◆ Provided data ◆
********

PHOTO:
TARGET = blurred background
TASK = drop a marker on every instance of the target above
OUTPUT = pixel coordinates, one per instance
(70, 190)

********

Repeat every line of the data, exactly and in full.

PHOTO:
TARGET = blurred background
TASK = drop a marker on every instance of the target above
OUTPUT = pixel coordinates, one per instance
(70, 190)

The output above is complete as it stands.